Text Tools for ctext.org

This tutorial introduces some of the main functionality of the “Text Tools” plugin for the Chinese Text Project database and digital library along with suggested example tasks and use cases.

[Online version of this tutorial: https://dsturgeon.net/texttools (English); https://dsturgeon.net/texttools-ja (Japanese)]

Initial setup

  • If you haven’t used the Chinese Text Project before, please refer to the tutorial “Practical introduction to ctext.org” for details of how to create a ctext.org account and install a plugin.
  • Make sure you are logged in to your ctext.org account.
  • If you have an API key, save it into your ctext.org account using the settings page. Alternatively if your institution subscribes to ctext.org and you are not using a computer on your university’s local network, follow your university’s instructions to connect to their VPN.
  • Install the “Text Tools” plugin (installation link) – you only need to do this once.
  • Once these steps have been completed, when you open a text or chapter of text on ctext.org, you should see a link to the Text Tools plugin.

• Exercise prompt
Continue the text on the ctext.org Text Tools tutorial from the point where it stops.

• Extracted records
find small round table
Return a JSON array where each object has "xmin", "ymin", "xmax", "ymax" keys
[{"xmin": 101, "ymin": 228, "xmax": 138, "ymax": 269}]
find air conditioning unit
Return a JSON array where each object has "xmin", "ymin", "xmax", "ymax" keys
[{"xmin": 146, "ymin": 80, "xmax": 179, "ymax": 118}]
--
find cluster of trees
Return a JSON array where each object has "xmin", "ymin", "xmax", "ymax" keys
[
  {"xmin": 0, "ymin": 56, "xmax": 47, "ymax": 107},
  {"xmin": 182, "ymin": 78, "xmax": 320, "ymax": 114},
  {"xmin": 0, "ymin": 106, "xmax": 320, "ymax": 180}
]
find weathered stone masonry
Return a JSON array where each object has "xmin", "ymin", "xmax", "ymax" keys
==
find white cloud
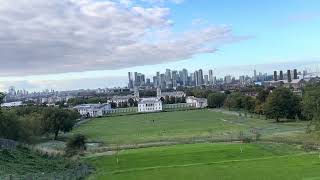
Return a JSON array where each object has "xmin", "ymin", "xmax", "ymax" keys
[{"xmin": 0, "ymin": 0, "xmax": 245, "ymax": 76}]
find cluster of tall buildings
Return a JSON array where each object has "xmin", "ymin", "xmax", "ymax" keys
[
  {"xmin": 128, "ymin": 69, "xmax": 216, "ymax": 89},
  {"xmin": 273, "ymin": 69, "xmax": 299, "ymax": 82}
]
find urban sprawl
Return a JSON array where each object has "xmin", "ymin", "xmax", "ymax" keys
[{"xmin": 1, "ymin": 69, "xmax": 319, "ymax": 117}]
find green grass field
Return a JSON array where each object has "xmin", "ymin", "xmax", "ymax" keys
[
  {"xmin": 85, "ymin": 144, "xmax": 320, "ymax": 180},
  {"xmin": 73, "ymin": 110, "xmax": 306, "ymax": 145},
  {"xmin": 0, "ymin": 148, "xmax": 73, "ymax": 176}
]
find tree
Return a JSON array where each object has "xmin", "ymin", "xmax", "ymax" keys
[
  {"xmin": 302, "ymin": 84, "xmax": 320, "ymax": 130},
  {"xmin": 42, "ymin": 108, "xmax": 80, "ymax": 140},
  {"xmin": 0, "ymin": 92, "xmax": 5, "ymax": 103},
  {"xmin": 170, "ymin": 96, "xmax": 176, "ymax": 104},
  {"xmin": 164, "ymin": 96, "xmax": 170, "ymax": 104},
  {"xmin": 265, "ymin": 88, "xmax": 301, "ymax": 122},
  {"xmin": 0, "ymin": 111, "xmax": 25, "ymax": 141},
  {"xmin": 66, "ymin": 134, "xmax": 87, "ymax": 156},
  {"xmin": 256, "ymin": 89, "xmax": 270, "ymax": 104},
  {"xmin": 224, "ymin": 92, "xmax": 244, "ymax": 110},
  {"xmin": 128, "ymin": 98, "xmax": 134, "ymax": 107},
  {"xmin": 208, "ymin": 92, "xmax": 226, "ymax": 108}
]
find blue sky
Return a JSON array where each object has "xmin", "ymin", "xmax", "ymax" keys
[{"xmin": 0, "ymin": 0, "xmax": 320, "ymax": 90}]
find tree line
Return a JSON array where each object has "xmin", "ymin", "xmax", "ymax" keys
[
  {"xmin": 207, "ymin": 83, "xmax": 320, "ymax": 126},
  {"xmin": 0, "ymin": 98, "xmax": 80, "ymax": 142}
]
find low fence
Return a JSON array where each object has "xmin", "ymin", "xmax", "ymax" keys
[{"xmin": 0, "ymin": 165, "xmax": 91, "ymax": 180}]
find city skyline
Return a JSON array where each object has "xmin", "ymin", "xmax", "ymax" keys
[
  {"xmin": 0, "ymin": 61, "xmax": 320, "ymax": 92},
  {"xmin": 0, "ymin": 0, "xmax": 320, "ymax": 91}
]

• Result of this exercise
Getting started

The Text Tools program has a number of different pages (titled “N-gram”, “Regex”, etc.) which can be switched between using the links at the top of the page. Each page corresponds to one of the tools described below, except for the Help page, which explains the basic usage and options for each of the tools. These include tools for textual analysis as well as simple data visualization.

The textual analysis tools are designed to operate on textual data which can either be read in directly from ctext.org via API, or copied into the tool from elsewhere. If you open the tool by using the ctext.org plugin, that text will be automatically loaded and displayed. To load additional texts from ctext, copy the URN for the text (or chapter) into the box labeled “Fetch text by URN” in the Text Tools window, and click “Fetch”. When the text has loaded, its contents will be displayed along with its title. To add more texts, click “Save/add another text”, then repeat the procedure. The list of currently selected texts is displayed at the top of the window.

N-grams

“N-grams” are sequences of n consecutive textual items, where n is some fixed integer (e.g. n=1, n=3, etc.). The “textual items” are usually either terms (words) or characters; for Chinese in particular, characters are frequently used rather than words because of the difficulty of accurately segmenting Chinese text into a sequence of separate words automatically. For instance, the sentence “學而時習之不亦說乎” contains the following character 3-grams (i.e. unique sequences of exactly three characters): “學而時”, “而時習”, “時習之”, “習之不”, “之不亦”, “不亦說”, “亦說乎”.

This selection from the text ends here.